Consigne a
Reproduisez à l'identique, ligne par ligne, l'intégralité de la liste d'annotation de segmentation figurant plus bas.

---------------

Pourtant la fin de ce voyage à proprement parler me semble loin encore et cette fin là, ce moment si particulier où je retrouverai les  » miens » et poserai mon vélo et le mode de vie qui l’accompagne, autant socialement que matériellement, pour de bon, marquant inévitablement une fin, certes, mais avec elle le début d’autre chose, n’est pas encore d’actualité.

Non depuis quelques jours c’est autre chose qui m’occupe l’esprit : quitter l’Afrique.

Mais il est vrai que depuis mon arrivée au Maroc j’ai fait traîner la chose. À tel point que le Maroc est devenu, aujourd’hui, le premier pays africain dans lequel j’ai pédalé plus de 5’000 km. Il faut dire qu’entre déserts et montagnes le Maroc m’en a mis, constamment, plein la vue et plein les jambes. Et puis, avec une culture riche et intéressante, un peuple accueillant et un coût de la vie assez bas, j’ai bien profité de ce pays où je verrai, bientôt si tout va bien, mon dernier tampon africain orner mon passeport. Ce sera alors le 104ème.

---------------

Consigne b
Transcrivez sans la moindre modification le passage du récit de voyage ci-dessus qui va de « Non depuis quelques » à « alors le 104ème. ».

Enregistrements d'annotation pour la segmentation:
---------------

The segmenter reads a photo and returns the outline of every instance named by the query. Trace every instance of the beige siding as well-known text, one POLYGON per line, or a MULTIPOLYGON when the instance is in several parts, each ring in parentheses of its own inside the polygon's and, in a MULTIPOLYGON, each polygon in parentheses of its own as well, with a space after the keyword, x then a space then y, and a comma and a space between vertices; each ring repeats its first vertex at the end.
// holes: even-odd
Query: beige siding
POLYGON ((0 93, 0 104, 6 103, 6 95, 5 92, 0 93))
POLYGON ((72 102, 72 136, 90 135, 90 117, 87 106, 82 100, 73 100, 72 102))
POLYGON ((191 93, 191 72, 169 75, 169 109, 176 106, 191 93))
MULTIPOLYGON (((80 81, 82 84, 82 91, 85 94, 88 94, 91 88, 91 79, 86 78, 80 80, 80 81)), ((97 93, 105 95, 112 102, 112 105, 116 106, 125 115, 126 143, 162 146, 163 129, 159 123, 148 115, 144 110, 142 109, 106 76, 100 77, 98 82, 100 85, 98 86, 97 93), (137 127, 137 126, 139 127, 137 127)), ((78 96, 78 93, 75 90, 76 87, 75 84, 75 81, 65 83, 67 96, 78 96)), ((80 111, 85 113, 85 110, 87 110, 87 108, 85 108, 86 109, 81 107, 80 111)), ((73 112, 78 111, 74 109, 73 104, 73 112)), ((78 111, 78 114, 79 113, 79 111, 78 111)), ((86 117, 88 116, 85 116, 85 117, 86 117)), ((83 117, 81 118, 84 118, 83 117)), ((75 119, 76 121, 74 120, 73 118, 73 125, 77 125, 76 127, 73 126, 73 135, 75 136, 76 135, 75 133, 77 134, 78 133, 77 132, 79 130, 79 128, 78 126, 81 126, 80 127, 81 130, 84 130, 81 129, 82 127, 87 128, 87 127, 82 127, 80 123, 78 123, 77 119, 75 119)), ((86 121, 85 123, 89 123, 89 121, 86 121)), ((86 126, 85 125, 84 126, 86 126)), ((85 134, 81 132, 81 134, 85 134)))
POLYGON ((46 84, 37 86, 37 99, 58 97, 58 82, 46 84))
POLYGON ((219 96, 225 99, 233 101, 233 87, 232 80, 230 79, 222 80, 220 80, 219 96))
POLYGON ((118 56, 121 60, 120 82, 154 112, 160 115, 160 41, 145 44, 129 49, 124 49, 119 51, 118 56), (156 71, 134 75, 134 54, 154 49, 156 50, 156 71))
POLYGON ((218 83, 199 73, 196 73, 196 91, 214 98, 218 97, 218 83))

---------------

Résultat attendu a
The segmenter reads a photo and returns the outline of every instance named by the query. Trace every instance of the beige siding as well-known text, one POLYGON per line, or a MULTIPOLYGON when the instance is in several parts, each ring in parentheses of its own inside the polygon's and, in a MULTIPOLYGON, each polygon in parentheses of its own as well, with a space after the keyword, x then a space then y, and a comma and a space between vertices; each ring repeats its first vertex at the end.
// holes: even-odd
Query: beige siding
POLYGON ((0 93, 0 104, 6 103, 6 95, 5 92, 0 93))
POLYGON ((72 102, 72 136, 90 135, 90 117, 87 106, 82 100, 73 100, 72 102))
POLYGON ((191 93, 191 72, 169 75, 169 109, 176 106, 191 93))
MULTIPOLYGON (((80 81, 82 84, 82 91, 85 94, 88 94, 91 88, 91 79, 86 78, 80 80, 80 81)), ((97 93, 105 95, 112 102, 112 105, 116 106, 125 115, 126 143, 162 146, 163 129, 159 123, 148 115, 144 110, 142 109, 106 76, 100 77, 98 82, 100 85, 98 86, 97 93), (137 127, 137 126, 139 127, 137 127)), ((78 96, 78 93, 75 90, 76 87, 75 84, 75 81, 65 83, 67 96, 78 96)), ((80 111, 85 113, 85 110, 87 110, 87 108, 85 108, 86 109, 81 107, 80 111)), ((73 112, 78 111, 74 109, 73 104, 73 112)), ((78 111, 78 114, 79 113, 79 111, 78 111)), ((86 117, 88 116, 85 116, 85 117, 86 117)), ((83 117, 81 118, 84 118, 83 117)), ((75 119, 76 121, 74 120, 73 118, 73 125, 77 125, 76 127, 73 126, 73 135, 75 136, 76 135, 75 133, 77 134, 78 133, 77 132, 79 130, 79 128, 78 126, 81 126, 80 127, 81 130, 84 130, 81 129, 82 127, 87 128, 87 127, 82 127, 80 123, 78 123, 77 119, 75 119)), ((86 121, 85 123, 89 123, 89 121, 86 121)), ((86 126, 85 125, 84 126, 86 126)), ((85 134, 81 132, 81 134, 85 134)))
POLYGON ((46 84, 37 86, 37 99, 58 97, 58 82, 46 84))
POLYGON ((219 96, 225 99, 233 101, 233 87, 232 80, 230 79, 222 80, 220 80, 219 96))
POLYGON ((118 56, 121 60, 120 82, 154 112, 160 115, 160 41, 145 44, 129 49, 124 49, 119 51, 118 56), (156 71, 134 75, 134 54, 154 49, 156 50, 156 71))
POLYGON ((218 83, 199 73, 196 73, 196 91, 214 98, 218 97, 218 83))

Résultat attendu b
Non depuis quelques jours c’est autre chose qui m’occupe l’esprit : quitter l’Afrique.

Mais il est vrai que depuis mon arrivée au Maroc j’ai fait traîner la chose. À tel point que le Maroc est devenu, aujourd’hui, le premier pays africain dans lequel j’ai pédalé plus de 5’000 km. Il faut dire qu’entre déserts et montagnes le Maroc m’en a mis, constamment, plein la vue et plein les jambes. Et puis, avec une culture riche et intéressante, un peuple accueillant et un coût de la vie assez bas, j’ai bien profité de ce pays où je verrai, bientôt si tout va bien, mon dernier tampon africain orner mon passeport. Ce sera alors le 104ème.